• [WHAT TO PRODUCE]: What is the Spanish translation of the sentence "Unusually cold temperature and weak dynamics in the Antarctic stratosphere this year resulted in this larger ozone hole." from the ozone hole article below?

Antarctic ozone hole expands to record levels: NASA

The ozone hole over Antarctica expanded this month to one of the largest sizes on record due to unusually cold temperatures in the stratosphere, which could lead to more harmful ultraviolet rays reaching the Earth, according to NASA.

The 2015 Antarctic ozone hole area was larger and formed later than in recent years, reaching a peak of 28.2 million square kilometres, an area larger than North America, said scientists from NASA and the National Oceanic and Atmospheric Administration (NOAA).

The large size of this year’s ozone hole will likely result in increases of harmful ultraviolet rays at Earth’s surface, particularly in Antarctica and the Southern Hemisphere in the coming months, researchers said.

The hole reached its peak on October 2 and remained large and set many area daily records throughout. Unusually cold temperature and weak dynamics in the Antarctic stratosphere this year resulted in this larger ozone hole.

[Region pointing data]
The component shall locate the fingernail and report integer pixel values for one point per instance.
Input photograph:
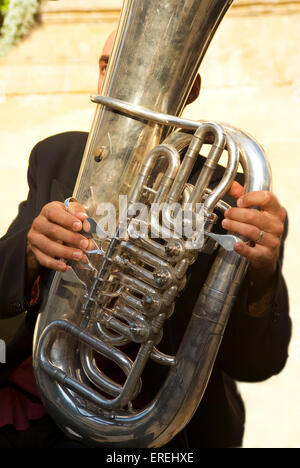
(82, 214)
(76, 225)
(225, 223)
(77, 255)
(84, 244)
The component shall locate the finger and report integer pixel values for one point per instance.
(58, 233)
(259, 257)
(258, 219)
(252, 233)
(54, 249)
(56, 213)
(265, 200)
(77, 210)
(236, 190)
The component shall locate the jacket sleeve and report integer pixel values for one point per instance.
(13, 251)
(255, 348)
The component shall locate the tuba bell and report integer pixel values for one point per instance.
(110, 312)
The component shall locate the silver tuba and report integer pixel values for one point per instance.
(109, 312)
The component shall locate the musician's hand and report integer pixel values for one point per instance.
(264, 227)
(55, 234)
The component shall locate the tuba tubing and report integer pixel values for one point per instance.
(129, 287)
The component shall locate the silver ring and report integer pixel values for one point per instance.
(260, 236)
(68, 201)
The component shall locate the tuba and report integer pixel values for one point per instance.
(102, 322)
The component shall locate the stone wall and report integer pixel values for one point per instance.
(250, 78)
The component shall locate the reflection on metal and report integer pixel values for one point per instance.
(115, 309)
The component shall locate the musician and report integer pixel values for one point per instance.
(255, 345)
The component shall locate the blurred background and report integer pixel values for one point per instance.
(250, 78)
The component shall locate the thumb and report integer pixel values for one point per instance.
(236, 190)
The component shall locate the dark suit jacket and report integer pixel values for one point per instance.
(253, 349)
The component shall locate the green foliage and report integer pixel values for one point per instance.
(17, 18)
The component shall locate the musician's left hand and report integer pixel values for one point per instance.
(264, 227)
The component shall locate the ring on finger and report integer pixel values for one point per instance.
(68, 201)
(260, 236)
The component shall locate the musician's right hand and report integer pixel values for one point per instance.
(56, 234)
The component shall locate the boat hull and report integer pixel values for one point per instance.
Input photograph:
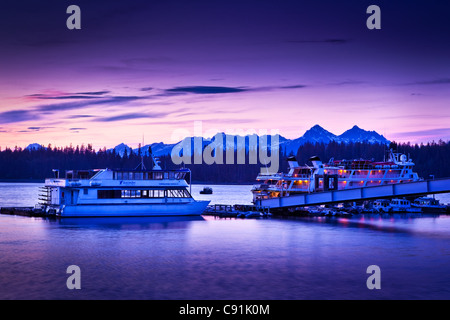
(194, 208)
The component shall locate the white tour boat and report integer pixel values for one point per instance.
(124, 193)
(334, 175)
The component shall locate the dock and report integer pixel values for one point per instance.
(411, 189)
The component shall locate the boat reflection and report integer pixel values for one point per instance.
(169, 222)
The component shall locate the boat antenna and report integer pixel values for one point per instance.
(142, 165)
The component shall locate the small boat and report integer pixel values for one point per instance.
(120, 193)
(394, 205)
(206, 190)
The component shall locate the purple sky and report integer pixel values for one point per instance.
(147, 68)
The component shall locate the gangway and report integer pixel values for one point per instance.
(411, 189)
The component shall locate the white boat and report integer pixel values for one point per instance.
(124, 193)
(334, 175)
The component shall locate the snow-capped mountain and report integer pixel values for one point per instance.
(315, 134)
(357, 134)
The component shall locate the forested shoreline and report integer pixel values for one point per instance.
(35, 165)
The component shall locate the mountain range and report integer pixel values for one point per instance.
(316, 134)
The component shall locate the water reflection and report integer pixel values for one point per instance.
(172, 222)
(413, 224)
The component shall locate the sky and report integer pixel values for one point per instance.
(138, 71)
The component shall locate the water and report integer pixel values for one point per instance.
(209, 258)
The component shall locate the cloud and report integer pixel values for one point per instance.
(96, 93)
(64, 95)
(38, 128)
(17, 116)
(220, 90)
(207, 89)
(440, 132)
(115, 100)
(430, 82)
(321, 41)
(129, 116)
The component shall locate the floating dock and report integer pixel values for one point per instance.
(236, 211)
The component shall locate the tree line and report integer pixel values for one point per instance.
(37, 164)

• [EXERCISE RESPONSE]: La temperatura inusualmente fría y la débil dinámica en la estratosfera antártica este año dieron lugar a este agujero de ozono más grande.